:: Your task ::
Begin at the line that holds "Would you mind marking the yellow flower" and retype every line through the end of the material, both included. Leave out the pictures.

----------

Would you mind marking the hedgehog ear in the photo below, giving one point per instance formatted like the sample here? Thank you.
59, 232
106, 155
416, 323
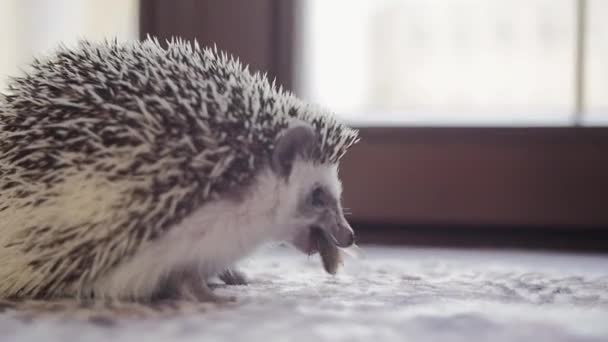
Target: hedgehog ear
296, 141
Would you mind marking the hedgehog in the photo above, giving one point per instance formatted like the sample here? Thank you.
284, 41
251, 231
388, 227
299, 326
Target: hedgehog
138, 171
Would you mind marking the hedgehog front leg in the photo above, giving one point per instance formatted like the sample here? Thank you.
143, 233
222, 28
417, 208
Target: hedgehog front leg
233, 276
190, 284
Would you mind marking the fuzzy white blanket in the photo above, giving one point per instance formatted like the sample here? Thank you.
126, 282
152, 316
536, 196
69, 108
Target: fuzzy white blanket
389, 294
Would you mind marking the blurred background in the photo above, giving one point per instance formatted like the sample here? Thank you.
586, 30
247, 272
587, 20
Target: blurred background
483, 121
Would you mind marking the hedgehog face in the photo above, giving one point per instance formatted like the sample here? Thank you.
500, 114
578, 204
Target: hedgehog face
310, 193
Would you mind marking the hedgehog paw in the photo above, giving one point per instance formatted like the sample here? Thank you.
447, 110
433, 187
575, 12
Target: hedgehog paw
198, 290
233, 277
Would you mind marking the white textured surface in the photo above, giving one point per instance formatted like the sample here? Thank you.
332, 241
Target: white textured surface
388, 295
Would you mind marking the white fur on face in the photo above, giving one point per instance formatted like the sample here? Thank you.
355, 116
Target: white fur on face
219, 234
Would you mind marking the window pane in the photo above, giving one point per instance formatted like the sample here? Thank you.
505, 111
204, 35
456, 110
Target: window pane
596, 84
441, 62
30, 28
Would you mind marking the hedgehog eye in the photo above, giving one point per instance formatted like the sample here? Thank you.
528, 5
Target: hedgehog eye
317, 197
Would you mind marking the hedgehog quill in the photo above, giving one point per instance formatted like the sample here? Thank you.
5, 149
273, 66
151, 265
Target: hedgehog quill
133, 171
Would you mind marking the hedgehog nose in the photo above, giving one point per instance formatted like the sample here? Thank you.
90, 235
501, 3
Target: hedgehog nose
345, 237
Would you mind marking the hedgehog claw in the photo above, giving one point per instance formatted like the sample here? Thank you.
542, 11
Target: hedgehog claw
233, 277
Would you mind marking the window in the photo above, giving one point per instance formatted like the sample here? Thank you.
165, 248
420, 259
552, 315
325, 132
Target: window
31, 28
460, 62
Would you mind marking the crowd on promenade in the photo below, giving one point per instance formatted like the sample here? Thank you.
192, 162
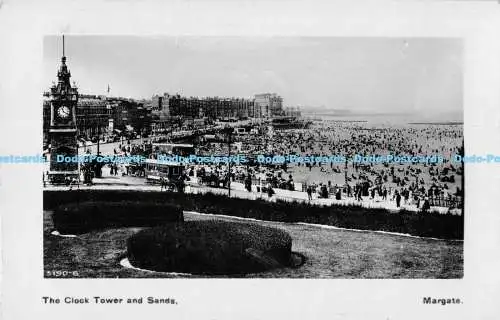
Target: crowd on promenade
403, 183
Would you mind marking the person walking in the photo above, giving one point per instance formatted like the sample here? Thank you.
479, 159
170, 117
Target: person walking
309, 193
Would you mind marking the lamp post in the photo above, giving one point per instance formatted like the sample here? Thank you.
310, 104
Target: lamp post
228, 131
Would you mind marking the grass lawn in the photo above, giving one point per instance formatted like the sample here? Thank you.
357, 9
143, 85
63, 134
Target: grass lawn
330, 253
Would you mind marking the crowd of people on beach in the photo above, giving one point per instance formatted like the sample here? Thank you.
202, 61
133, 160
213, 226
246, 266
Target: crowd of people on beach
403, 183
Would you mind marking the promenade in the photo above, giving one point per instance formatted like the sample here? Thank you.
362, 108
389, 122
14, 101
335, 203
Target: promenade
238, 190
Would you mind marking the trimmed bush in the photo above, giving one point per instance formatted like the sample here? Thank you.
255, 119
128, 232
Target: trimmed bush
210, 247
75, 218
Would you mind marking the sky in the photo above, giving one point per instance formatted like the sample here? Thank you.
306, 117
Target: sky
364, 75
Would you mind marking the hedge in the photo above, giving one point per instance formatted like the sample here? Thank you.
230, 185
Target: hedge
81, 217
356, 217
210, 247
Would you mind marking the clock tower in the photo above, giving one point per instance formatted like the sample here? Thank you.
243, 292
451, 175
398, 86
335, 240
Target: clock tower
62, 131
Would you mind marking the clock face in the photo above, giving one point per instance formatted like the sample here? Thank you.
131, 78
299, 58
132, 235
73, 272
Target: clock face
63, 112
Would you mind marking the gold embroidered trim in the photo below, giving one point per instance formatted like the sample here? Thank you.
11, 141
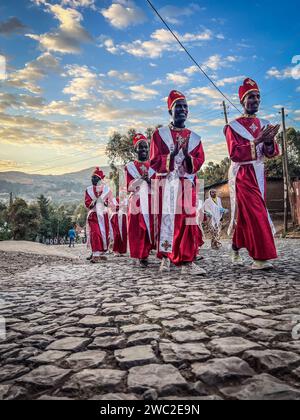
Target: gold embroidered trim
253, 150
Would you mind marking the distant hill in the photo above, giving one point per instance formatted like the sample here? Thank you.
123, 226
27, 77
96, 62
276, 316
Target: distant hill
59, 188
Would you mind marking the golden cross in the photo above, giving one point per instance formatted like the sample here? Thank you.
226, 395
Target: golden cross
166, 245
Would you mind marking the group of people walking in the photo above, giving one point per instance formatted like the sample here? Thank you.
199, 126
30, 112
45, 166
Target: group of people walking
161, 211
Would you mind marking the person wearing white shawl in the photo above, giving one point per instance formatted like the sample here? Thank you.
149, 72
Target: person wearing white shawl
214, 211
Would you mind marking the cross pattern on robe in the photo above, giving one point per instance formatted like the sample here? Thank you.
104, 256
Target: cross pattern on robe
144, 169
181, 140
253, 127
166, 245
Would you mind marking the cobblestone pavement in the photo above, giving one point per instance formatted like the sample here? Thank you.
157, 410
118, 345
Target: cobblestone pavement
112, 331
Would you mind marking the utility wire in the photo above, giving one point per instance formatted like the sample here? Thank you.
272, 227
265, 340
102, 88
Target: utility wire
190, 55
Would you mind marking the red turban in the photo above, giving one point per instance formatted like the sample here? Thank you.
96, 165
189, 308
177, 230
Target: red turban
174, 97
138, 138
248, 87
97, 172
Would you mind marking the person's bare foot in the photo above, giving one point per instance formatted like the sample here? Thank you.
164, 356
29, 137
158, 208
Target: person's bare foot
144, 263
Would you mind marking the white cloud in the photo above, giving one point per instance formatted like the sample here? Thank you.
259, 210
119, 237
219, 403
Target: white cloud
33, 72
157, 82
160, 41
102, 112
124, 13
218, 122
79, 3
216, 152
20, 101
287, 73
110, 46
84, 83
207, 92
70, 34
216, 62
141, 93
123, 76
230, 80
59, 108
177, 79
190, 71
174, 15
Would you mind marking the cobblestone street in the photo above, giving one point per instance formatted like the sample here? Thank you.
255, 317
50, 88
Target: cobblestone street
114, 331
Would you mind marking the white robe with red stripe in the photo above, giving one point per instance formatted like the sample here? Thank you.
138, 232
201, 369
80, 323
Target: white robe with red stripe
98, 221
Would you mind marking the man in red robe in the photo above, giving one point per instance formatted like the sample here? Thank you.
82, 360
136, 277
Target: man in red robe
176, 155
250, 140
140, 220
97, 198
118, 223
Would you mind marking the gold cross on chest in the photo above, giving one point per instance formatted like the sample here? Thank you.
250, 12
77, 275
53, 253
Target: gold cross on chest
166, 245
144, 169
181, 140
253, 127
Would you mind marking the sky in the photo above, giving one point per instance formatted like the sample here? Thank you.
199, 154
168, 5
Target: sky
72, 72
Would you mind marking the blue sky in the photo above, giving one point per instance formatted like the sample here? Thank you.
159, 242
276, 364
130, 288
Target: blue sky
74, 71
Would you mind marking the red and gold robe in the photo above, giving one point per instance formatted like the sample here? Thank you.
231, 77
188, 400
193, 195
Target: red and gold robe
140, 219
118, 223
179, 236
98, 221
254, 229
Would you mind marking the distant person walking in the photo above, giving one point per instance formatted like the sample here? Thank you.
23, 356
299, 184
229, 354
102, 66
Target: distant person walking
72, 237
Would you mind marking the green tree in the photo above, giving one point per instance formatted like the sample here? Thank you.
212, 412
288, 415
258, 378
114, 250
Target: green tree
214, 173
274, 166
120, 151
45, 209
24, 220
80, 215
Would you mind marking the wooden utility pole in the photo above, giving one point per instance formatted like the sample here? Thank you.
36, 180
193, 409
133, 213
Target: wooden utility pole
225, 108
285, 183
286, 165
11, 199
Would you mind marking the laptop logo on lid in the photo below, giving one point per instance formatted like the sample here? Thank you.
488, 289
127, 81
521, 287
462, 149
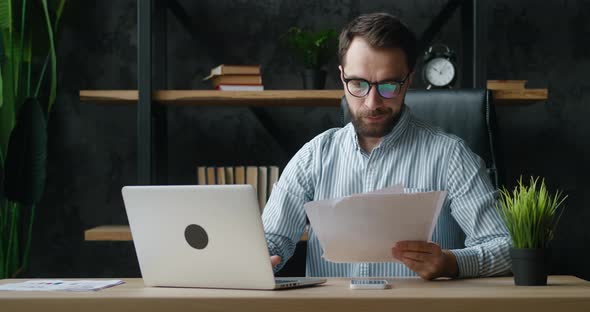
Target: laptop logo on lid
196, 236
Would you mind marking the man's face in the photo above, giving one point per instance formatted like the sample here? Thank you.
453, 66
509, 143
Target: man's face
372, 115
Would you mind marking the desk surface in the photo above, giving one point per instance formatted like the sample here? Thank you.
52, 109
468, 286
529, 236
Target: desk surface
564, 293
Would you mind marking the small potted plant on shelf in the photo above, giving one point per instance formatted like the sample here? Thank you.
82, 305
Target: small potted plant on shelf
313, 49
531, 216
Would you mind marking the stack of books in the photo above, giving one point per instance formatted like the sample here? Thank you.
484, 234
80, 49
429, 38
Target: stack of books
262, 178
236, 78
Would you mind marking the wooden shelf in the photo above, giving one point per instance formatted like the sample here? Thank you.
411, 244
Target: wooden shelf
270, 98
514, 91
225, 98
108, 233
123, 233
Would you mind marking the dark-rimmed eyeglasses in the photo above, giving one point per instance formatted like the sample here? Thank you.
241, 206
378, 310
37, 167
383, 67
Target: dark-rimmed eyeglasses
387, 89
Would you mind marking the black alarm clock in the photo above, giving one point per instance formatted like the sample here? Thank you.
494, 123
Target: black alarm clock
439, 70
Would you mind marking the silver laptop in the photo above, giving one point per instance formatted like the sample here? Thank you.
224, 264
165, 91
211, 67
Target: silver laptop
202, 236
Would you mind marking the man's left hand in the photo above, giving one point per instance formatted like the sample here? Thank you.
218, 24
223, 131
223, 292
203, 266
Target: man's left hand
427, 259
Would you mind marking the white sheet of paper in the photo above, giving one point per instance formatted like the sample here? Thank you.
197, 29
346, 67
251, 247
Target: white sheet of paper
60, 285
364, 227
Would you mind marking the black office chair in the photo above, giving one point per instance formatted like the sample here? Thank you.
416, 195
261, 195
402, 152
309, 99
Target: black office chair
466, 113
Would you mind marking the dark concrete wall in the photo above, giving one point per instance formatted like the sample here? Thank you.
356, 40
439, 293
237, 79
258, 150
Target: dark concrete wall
93, 146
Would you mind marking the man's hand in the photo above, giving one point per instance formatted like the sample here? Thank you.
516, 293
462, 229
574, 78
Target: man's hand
275, 260
428, 260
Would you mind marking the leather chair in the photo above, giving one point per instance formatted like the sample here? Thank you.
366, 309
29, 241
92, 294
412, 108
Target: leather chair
466, 113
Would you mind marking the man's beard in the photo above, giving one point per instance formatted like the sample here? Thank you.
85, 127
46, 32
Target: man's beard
374, 130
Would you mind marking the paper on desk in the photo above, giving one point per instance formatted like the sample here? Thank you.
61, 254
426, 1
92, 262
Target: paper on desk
54, 285
364, 227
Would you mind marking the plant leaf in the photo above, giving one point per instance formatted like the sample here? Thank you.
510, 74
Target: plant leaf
53, 83
27, 155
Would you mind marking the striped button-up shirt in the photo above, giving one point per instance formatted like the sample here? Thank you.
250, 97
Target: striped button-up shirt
415, 154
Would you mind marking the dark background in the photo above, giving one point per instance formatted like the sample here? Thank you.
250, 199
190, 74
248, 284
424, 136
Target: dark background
93, 146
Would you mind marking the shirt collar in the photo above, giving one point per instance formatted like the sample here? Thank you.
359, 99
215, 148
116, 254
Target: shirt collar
390, 138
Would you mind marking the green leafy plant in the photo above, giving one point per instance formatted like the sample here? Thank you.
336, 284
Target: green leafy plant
28, 84
313, 48
530, 213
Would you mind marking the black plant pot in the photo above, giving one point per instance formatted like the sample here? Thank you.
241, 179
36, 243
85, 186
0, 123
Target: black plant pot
314, 78
530, 266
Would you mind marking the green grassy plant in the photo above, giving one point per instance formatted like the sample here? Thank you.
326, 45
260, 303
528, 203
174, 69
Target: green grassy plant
530, 213
313, 48
28, 82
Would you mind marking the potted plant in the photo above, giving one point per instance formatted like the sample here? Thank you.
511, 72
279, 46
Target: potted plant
313, 49
531, 216
28, 85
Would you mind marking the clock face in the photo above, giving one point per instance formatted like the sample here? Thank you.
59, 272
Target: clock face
439, 72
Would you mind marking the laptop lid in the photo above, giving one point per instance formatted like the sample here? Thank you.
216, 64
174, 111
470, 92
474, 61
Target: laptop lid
199, 236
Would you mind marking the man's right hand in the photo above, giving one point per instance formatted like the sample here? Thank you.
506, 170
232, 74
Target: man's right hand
275, 260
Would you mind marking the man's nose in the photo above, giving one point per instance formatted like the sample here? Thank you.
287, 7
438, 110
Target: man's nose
373, 99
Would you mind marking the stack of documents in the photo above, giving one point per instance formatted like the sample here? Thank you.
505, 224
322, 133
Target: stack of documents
364, 227
55, 285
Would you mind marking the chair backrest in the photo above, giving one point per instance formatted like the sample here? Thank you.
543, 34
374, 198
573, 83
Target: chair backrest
466, 113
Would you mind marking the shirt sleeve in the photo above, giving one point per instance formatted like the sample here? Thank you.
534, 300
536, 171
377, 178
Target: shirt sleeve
473, 205
284, 218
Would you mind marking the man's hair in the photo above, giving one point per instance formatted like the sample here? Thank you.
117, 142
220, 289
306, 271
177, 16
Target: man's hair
380, 30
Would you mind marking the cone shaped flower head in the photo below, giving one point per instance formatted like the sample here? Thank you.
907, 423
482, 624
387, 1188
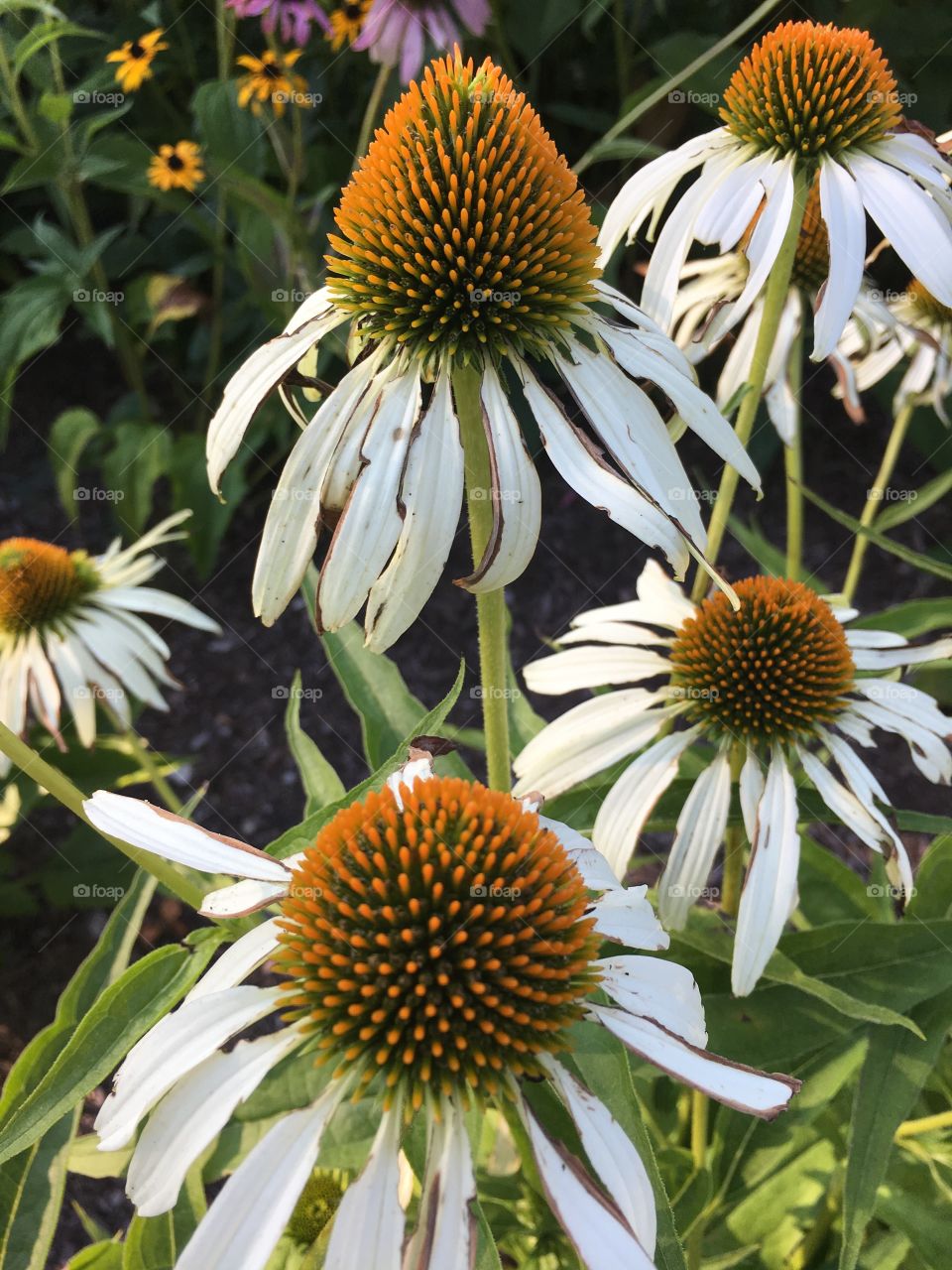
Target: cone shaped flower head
810, 103
463, 245
777, 686
438, 945
70, 631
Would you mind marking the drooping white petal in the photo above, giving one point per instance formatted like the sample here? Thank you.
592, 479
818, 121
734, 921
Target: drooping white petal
154, 829
634, 797
662, 991
909, 217
589, 738
601, 1234
370, 526
516, 493
368, 1229
172, 1049
842, 208
238, 960
593, 479
771, 883
698, 834
445, 1232
262, 372
612, 1155
193, 1112
294, 521
651, 187
761, 1093
431, 494
625, 916
249, 1215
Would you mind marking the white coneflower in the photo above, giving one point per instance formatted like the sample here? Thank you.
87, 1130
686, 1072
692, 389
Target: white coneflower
70, 633
436, 943
707, 285
812, 102
463, 241
769, 689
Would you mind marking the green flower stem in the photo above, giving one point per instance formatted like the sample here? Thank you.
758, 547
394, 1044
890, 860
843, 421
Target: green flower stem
490, 606
371, 113
774, 299
71, 798
793, 467
874, 498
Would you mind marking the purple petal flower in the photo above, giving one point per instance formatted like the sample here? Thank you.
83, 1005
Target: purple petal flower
397, 31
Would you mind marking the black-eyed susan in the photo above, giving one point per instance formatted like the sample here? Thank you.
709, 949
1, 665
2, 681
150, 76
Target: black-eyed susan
70, 633
463, 241
435, 945
774, 686
135, 59
347, 23
810, 102
177, 167
271, 81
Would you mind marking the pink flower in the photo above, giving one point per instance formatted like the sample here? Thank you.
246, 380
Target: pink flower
294, 17
395, 31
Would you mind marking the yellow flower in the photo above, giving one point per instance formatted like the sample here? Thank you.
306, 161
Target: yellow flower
136, 58
177, 167
347, 22
271, 80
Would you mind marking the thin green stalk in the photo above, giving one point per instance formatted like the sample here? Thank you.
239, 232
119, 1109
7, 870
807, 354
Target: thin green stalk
774, 299
490, 606
733, 37
793, 466
699, 1116
71, 798
371, 113
874, 497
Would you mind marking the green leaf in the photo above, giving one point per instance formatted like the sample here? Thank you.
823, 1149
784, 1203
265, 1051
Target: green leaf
895, 1070
602, 1064
125, 1011
320, 781
309, 826
70, 435
924, 563
911, 619
32, 1183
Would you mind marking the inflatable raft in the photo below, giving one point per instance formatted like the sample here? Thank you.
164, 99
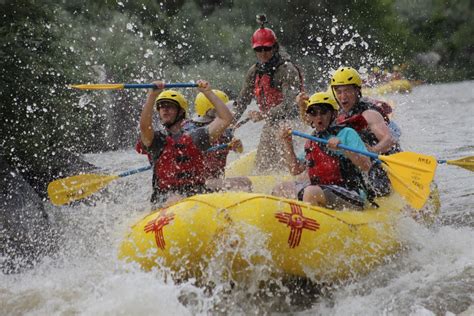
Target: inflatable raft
395, 86
243, 231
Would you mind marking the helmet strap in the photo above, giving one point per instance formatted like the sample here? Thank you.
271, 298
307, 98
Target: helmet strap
179, 117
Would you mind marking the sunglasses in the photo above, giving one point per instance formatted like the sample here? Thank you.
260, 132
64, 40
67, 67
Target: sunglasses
314, 111
166, 105
262, 49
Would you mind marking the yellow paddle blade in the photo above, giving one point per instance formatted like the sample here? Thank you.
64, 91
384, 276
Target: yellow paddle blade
411, 175
74, 188
466, 163
103, 86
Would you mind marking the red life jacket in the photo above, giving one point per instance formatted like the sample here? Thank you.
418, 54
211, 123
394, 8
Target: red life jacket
266, 95
323, 168
139, 149
266, 91
179, 165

----------

:: Complete output ::
Would you mind marking the yellow flower in the photo above, giving one point per instance formatted like the sample here? Thank you.
306, 161
Target: yellow flower
136, 58
177, 167
347, 22
271, 80
Would you mind marking the thin green stalk in the photo above, giving one point per instance formatted like the sample here? Thank you.
239, 232
119, 1109
7, 870
807, 354
Target: thin green stalk
774, 299
490, 606
733, 37
793, 466
699, 1116
71, 798
371, 113
874, 497
Would you mind marking the green leaf in the photo above, giving one point per instance formatted like the sample here? Thank you.
823, 1149
784, 1203
265, 1051
Target: green leaf
895, 1070
602, 1064
125, 1011
320, 781
309, 826
70, 435
924, 563
911, 619
32, 1183
Would you mind marking the inflatable raft in the photo below, giving one point per instance formatted like the sample here? Thank you.
164, 99
Target: inflatable raft
395, 86
243, 231
Would you mind marking the helmet strap in the photo above, giving one point per instance formatted like the sample here? Thank you.
271, 298
307, 98
Target: helmet strap
179, 117
Would you mind marking the sunglasses in the photo above, giving one point per instance formatted like the sample here? Thank you.
260, 132
64, 40
67, 67
Target: sunglasses
314, 111
166, 105
262, 49
Would you mind marking the yellow paddle blade in the photo above, giving one point per instance formatted like the sample here? Thank you.
64, 91
384, 276
Target: yellow paddle blade
411, 175
74, 188
466, 163
103, 86
Would you mind marking the red life jacket in the photo above, giving one point per instance formatted like the sample here? Thank you.
418, 54
211, 123
394, 8
Target: red life jacket
266, 95
323, 168
139, 149
266, 91
179, 165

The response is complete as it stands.